▸ **The problem**
Lay out every line of the records below as a numbered list, skipping any blank lines and leaving the pictures out.

▸ **Input**

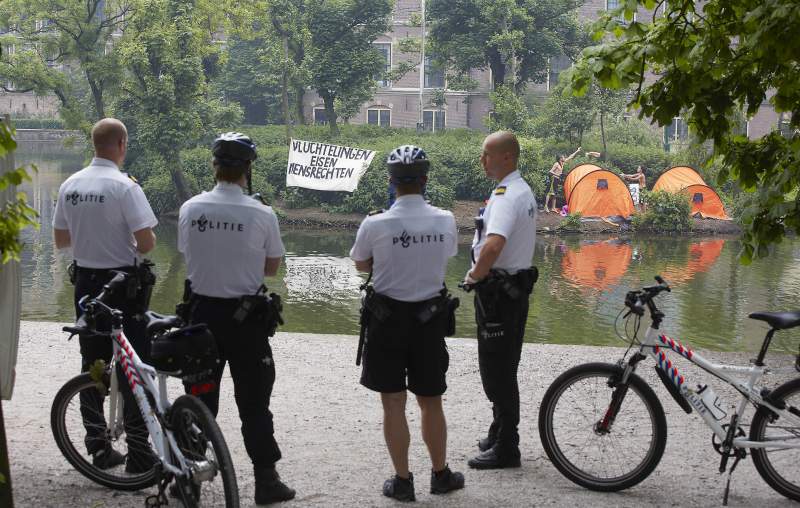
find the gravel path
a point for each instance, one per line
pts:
(329, 429)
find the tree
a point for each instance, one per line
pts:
(342, 61)
(50, 37)
(165, 99)
(709, 61)
(252, 76)
(513, 38)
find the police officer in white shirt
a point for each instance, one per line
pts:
(230, 242)
(104, 216)
(503, 278)
(406, 250)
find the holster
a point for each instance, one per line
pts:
(266, 309)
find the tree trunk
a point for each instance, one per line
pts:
(97, 95)
(330, 113)
(300, 109)
(6, 497)
(498, 69)
(178, 180)
(603, 135)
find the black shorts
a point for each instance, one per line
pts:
(401, 348)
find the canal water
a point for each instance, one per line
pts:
(580, 292)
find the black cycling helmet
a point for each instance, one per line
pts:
(407, 163)
(234, 149)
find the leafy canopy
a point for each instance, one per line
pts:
(707, 62)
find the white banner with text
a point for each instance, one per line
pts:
(320, 166)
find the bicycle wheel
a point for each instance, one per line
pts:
(571, 428)
(79, 426)
(779, 466)
(213, 480)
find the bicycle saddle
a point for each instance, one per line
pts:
(158, 323)
(778, 320)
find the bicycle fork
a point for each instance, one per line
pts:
(620, 387)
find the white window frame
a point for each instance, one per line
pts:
(386, 83)
(379, 109)
(425, 77)
(433, 122)
(314, 115)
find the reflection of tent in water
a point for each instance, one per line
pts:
(705, 201)
(595, 192)
(597, 264)
(702, 256)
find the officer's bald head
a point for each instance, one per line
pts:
(110, 137)
(500, 154)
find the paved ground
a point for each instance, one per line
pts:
(329, 428)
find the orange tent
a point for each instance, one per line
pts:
(705, 201)
(595, 192)
(597, 264)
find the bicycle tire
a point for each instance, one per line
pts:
(788, 393)
(186, 413)
(115, 478)
(556, 448)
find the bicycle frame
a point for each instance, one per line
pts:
(743, 379)
(143, 378)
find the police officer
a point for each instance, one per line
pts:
(406, 250)
(230, 242)
(503, 277)
(104, 216)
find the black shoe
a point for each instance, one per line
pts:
(270, 488)
(486, 443)
(140, 463)
(445, 481)
(107, 458)
(398, 488)
(490, 459)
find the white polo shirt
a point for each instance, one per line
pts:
(101, 208)
(226, 237)
(510, 213)
(409, 244)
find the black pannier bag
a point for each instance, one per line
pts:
(189, 352)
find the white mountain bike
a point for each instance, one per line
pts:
(604, 428)
(186, 442)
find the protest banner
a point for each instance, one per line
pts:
(322, 166)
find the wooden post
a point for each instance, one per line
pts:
(10, 277)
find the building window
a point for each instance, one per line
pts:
(433, 121)
(320, 116)
(385, 49)
(434, 74)
(381, 117)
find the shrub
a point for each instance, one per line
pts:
(666, 213)
(571, 222)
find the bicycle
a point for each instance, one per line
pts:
(625, 421)
(187, 442)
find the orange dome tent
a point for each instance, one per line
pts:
(595, 192)
(597, 264)
(704, 200)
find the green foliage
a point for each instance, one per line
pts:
(341, 60)
(16, 215)
(504, 35)
(710, 61)
(509, 111)
(76, 31)
(571, 222)
(666, 213)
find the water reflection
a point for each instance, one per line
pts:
(580, 291)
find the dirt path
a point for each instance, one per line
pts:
(329, 429)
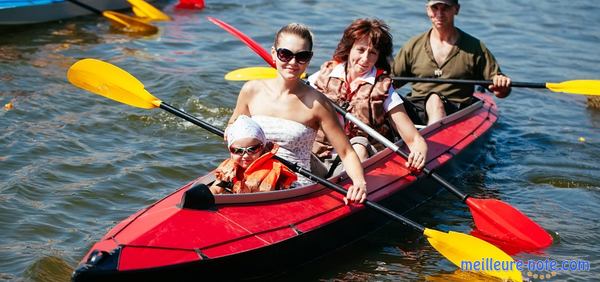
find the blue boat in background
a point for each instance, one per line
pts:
(21, 12)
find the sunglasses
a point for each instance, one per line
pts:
(246, 150)
(286, 55)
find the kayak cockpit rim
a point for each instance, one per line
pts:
(314, 188)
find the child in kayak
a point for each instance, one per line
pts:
(251, 167)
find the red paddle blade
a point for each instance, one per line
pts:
(190, 4)
(246, 39)
(502, 222)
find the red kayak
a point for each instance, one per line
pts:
(185, 236)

▸ **Complete output**
1. find the gravel path
2. a point for each instance, one per line
3. pts:
4. (329, 429)
5. find the tree
6. a point for each instance, one per line
7. pts:
8. (342, 61)
9. (50, 37)
10. (165, 99)
11. (709, 61)
12. (252, 76)
13. (513, 38)
14. find the police officer in white shirt
15. a point for each instance, one per line
16. pts:
17. (230, 242)
18. (104, 216)
19. (503, 278)
20. (406, 250)
21. find the holster
22. a point for each instance, one per line
23. pts:
24. (266, 309)
25. find the tree trunk
26. a point for each instance, one per line
27. pts:
28. (97, 95)
29. (330, 113)
30. (300, 109)
31. (6, 497)
32. (498, 69)
33. (178, 180)
34. (603, 135)
35. find the black shorts
36. a point for each instance, one per line
37. pts:
38. (401, 348)
39. find the canal water
40. a point for each instance, one per line
41. pts:
42. (580, 292)
43. find the black cycling helmet
44. a point for each instance, one per line
45. pts:
46. (407, 163)
47. (234, 149)
48. find the leafy canopy
49. a point for each instance, one per line
50. pts:
51. (707, 62)
52. find the white banner with text
53. a point for each instance, one per line
54. pts:
55. (320, 166)
56. find the bicycle wheel
57. a point for each instance, one per line
58. pts:
59. (571, 428)
60. (79, 426)
61. (779, 466)
62. (213, 480)
63. find the bicycle saddle
64. a point for each instance, one per line
65. pts:
66. (158, 323)
67. (778, 320)
68. find the bicycle fork
69. a point for each instance, one per line
70. pts:
71. (620, 387)
72. find the white window frame
73. a point for each instance, one per line
74. pts:
75. (386, 83)
76. (379, 109)
77. (425, 77)
78. (433, 122)
79. (314, 115)
80. find the reflection of tent in water
81. a point for each instance, one per line
82. pts:
83. (705, 201)
84. (595, 192)
85. (597, 264)
86. (702, 256)
87. find the officer's bald head
88. a point for each instance, one per line
89. pts:
90. (110, 137)
91. (500, 154)
92. find the paved ground
93. a point for each instance, one per line
94. pts:
95. (329, 428)
96. find the orange tent
97. a point for each instance, one per line
98. pts:
99. (705, 201)
100. (595, 192)
101. (597, 264)
102. find the bicycle tire
103. a point for each instance, one per line
104. pts:
105. (788, 393)
106. (186, 413)
107. (115, 478)
108. (556, 448)
109. find the bicycle frame
110. a point for each instance, one per line
111. pts:
112. (743, 379)
113. (143, 378)
114. find the police officer
115. a point for each instance, one per line
116. pts:
117. (406, 250)
118. (230, 242)
119. (503, 277)
120. (104, 216)
121. find the black shoe
122. a point for each instance, one per line
123. pts:
124. (270, 488)
125. (486, 443)
126. (140, 463)
127. (445, 481)
128. (107, 458)
129. (398, 488)
130. (490, 459)
131. find the white polo shirt
132. a point for each instance, one per line
133. pts:
134. (101, 208)
135. (226, 237)
136. (510, 213)
137. (409, 244)
138. find the black pannier bag
139. a point for each instance, one per line
140. pts:
141. (189, 352)
142. find the white mountain bike
143. a point for each instance, one per line
144. pts:
145. (604, 428)
146. (186, 442)
147. find the protest banner
148. a point for each instance, one per line
149. pts:
150. (322, 166)
151. find the wooden post
152. a point for each instance, one per line
153. pts:
154. (10, 277)
155. find the building window
156. a point for each instance, one per line
157. pts:
158. (433, 121)
159. (320, 116)
160. (385, 49)
161. (434, 74)
162. (381, 117)
163. find the shrub
164. a point for each instance, one per line
165. pts:
166. (666, 213)
167. (571, 222)
168. find the bicycle
169. a point for each instance, one per line
170. pts:
171. (625, 421)
172. (187, 442)
173. find the orange dome tent
174. a point for each instance, one per line
175. pts:
176. (595, 192)
177. (597, 264)
178. (704, 200)
179. find the green foliage
180. a point for each instance, one per line
181. pts:
182. (341, 60)
183. (16, 215)
184. (504, 35)
185. (710, 61)
186. (509, 111)
187. (76, 31)
188. (571, 222)
189. (666, 213)
190. find the water reflection
191. a point for each instance, one per line
192. pts:
193. (580, 291)
194. find the dirt path
195. a point for each instance, one per line
196. pts:
197. (329, 429)
198. find the blue boat in background
199. a point for each instance, one per line
200. pts:
201. (21, 12)
202. find the sunglasses
203. a point for each instance, one per line
204. pts:
205. (246, 150)
206. (286, 55)
207. find the kayak cockpit rim
208. a point for each instance, one per line
209. pts:
210. (314, 188)
211. find the child in kayak
212. a point for each instance, one per line
213. pts:
214. (251, 167)
215. find the red paddle blade
216. a point for each instance, one per line
217. pts:
218. (190, 4)
219. (246, 39)
220. (502, 222)
221. find the red kayak
222. a point for each instance, one per line
223. pts:
224. (185, 236)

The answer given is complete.